Entries from a pointing dataset:
:::::

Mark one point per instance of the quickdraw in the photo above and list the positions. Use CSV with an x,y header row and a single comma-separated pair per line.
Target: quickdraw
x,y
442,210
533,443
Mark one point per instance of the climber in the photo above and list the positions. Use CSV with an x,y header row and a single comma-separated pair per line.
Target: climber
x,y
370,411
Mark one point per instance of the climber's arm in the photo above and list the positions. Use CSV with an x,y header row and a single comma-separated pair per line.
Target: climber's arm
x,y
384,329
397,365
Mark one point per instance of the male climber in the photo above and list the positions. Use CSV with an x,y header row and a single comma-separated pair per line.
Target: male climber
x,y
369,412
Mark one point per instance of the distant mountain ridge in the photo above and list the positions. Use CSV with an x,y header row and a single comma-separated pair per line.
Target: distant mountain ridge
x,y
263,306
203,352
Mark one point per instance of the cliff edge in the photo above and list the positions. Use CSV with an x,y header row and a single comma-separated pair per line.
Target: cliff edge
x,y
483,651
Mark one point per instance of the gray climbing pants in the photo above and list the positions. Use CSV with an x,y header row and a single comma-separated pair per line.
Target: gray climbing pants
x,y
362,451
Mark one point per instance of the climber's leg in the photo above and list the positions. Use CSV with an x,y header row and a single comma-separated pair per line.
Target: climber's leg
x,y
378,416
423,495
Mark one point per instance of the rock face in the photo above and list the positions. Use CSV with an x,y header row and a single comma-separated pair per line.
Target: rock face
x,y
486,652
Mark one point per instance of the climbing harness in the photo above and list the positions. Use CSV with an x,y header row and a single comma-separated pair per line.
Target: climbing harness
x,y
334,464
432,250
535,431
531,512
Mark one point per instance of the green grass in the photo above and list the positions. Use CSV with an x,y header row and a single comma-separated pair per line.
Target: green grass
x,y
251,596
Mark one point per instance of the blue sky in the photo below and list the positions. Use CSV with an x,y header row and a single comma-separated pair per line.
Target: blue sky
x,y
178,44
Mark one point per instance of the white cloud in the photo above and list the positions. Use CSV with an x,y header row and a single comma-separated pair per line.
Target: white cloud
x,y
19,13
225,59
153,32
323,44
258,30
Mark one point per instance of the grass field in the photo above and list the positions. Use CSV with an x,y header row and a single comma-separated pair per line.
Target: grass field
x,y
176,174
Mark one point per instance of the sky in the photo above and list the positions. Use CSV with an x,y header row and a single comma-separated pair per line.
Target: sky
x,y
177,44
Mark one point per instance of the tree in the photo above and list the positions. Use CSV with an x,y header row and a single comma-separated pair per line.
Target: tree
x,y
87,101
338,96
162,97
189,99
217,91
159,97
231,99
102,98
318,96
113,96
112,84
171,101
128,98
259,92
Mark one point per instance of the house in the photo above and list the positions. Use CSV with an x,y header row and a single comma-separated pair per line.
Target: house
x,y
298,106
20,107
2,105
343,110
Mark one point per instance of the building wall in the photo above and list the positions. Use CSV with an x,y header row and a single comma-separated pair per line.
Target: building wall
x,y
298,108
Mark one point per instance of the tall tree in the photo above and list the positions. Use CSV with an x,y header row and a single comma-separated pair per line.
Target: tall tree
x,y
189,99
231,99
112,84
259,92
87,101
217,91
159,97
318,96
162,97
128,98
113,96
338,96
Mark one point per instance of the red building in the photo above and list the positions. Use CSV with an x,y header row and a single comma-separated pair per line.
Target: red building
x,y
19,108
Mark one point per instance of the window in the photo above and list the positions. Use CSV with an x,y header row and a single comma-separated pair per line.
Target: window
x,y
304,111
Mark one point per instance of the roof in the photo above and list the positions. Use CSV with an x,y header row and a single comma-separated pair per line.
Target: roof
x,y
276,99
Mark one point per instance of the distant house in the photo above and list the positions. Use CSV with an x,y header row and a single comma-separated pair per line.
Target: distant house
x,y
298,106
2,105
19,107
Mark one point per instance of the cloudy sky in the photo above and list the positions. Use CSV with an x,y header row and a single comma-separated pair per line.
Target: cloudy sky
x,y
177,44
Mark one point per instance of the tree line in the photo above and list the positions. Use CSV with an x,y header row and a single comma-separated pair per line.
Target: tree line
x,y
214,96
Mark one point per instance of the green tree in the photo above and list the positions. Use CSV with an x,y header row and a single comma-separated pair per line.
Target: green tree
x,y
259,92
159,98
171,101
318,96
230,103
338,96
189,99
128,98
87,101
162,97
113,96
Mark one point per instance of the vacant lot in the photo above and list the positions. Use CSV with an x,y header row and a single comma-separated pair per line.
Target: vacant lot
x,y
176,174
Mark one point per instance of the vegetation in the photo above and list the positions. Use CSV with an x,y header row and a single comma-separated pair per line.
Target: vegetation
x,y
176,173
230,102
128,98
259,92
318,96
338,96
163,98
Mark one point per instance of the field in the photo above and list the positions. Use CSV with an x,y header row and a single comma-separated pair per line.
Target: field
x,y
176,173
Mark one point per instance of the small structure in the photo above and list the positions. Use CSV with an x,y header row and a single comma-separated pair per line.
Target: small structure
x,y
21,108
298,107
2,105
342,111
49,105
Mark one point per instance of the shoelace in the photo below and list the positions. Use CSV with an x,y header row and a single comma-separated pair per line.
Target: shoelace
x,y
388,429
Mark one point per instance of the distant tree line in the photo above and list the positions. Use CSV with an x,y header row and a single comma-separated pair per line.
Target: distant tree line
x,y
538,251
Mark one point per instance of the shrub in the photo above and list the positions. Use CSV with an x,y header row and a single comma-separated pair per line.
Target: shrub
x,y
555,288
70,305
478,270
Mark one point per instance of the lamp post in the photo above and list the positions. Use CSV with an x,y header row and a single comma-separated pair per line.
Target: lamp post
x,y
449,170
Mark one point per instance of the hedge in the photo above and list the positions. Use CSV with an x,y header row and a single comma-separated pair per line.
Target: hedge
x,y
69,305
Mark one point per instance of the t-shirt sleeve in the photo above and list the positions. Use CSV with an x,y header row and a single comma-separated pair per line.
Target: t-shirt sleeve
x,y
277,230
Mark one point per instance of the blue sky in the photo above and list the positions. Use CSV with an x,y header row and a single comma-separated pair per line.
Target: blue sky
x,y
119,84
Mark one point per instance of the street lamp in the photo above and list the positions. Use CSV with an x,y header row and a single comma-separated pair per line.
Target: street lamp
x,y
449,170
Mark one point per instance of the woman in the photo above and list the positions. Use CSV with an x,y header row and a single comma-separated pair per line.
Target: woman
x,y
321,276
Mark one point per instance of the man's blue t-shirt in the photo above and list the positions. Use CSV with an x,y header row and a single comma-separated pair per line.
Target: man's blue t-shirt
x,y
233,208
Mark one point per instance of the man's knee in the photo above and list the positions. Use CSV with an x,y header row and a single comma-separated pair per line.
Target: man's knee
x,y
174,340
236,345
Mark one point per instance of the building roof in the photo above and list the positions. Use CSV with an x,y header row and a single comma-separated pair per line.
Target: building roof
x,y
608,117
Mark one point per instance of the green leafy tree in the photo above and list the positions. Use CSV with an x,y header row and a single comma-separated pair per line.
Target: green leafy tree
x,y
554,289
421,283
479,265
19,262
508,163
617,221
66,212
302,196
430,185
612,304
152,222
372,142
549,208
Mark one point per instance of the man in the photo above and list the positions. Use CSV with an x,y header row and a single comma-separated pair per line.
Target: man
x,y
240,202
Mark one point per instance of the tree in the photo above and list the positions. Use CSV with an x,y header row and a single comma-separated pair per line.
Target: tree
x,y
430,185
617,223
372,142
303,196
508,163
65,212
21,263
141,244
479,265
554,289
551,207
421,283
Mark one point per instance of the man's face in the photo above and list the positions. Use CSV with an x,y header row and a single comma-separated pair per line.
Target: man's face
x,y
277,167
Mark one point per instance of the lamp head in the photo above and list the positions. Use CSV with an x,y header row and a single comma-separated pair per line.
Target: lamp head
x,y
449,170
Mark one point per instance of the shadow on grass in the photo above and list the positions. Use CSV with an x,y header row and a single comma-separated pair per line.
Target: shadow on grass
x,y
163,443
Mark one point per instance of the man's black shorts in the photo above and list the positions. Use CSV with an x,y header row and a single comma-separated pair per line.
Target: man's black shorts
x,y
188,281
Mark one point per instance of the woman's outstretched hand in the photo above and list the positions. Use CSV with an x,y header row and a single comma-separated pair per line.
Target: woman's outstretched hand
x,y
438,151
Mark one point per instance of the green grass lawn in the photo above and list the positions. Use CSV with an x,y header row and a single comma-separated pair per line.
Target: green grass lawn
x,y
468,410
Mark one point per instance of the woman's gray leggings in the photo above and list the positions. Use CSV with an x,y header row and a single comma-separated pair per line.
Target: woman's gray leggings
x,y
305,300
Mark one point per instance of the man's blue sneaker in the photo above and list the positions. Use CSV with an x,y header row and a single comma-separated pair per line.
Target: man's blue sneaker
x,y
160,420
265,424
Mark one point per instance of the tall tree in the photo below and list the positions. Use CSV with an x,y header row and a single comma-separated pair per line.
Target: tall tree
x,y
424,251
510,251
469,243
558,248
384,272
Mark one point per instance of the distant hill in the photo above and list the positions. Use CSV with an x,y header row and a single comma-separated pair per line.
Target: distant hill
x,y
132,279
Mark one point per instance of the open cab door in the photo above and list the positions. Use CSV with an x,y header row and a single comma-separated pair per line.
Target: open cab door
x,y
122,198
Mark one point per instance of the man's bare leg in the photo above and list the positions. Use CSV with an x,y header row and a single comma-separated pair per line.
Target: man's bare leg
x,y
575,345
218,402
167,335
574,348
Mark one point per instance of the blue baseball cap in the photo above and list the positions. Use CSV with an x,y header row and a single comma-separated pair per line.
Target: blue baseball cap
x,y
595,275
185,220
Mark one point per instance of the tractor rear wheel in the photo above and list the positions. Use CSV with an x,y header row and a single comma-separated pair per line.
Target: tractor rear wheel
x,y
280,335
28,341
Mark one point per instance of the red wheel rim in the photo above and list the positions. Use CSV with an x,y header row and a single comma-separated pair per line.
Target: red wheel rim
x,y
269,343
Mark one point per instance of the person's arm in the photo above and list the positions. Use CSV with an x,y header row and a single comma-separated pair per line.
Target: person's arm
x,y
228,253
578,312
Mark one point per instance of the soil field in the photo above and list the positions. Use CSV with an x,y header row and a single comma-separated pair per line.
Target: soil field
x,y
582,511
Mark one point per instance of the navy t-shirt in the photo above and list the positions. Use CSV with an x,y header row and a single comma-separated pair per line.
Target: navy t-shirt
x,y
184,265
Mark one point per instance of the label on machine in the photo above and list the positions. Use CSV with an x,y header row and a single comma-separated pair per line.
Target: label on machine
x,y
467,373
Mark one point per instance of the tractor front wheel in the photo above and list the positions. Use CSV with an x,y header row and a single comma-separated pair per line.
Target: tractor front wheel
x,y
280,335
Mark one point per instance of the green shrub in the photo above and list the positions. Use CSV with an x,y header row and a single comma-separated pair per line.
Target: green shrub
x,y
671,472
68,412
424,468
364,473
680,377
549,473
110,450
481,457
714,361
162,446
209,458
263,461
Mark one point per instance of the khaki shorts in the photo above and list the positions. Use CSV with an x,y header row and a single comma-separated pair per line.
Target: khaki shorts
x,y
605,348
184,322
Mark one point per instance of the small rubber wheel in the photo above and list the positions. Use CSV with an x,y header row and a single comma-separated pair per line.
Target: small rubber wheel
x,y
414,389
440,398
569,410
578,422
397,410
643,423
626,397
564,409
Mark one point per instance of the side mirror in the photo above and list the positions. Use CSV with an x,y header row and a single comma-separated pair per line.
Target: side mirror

:::::

What the exercise asks: Only the lines from the one containing "Mark one point per instance of the tractor front" to the end of the records should be repeated, exactly as they appear.

Result:
Mark one point per instance of the tractor front wheel in the photo above and list the positions. Use CSV with an x,y header row and a single comma-separated pair per line.
Target: tractor front wheel
x,y
280,335
Mark one point per instance of the green shrub in the photo above and list the positions. Use CSV with an x,y header row and a single comma-separated pair per line.
Target: green shrub
x,y
671,472
68,412
424,468
364,473
680,377
549,473
110,450
481,457
714,361
162,446
209,458
263,461
Mark one point per instance of the khaki shorts in the photo above and list the positions. Use CSV with an x,y header row and a single comma-separated pair per line.
Target: khaki shorts
x,y
605,348
184,322
Mark one point per instance of the small rubber wheel in the photo above and list the positions. Use CSV with an x,y header row and a single comma-separated pair per line.
Target: small rubber wheel
x,y
414,389
440,398
569,410
578,422
397,410
643,423
626,397
564,409
Mark one point per instance of the side mirror in the photo above and list the positions. Use CSV with an x,y header row and a single comma-separated pair per line.
Target: side mirror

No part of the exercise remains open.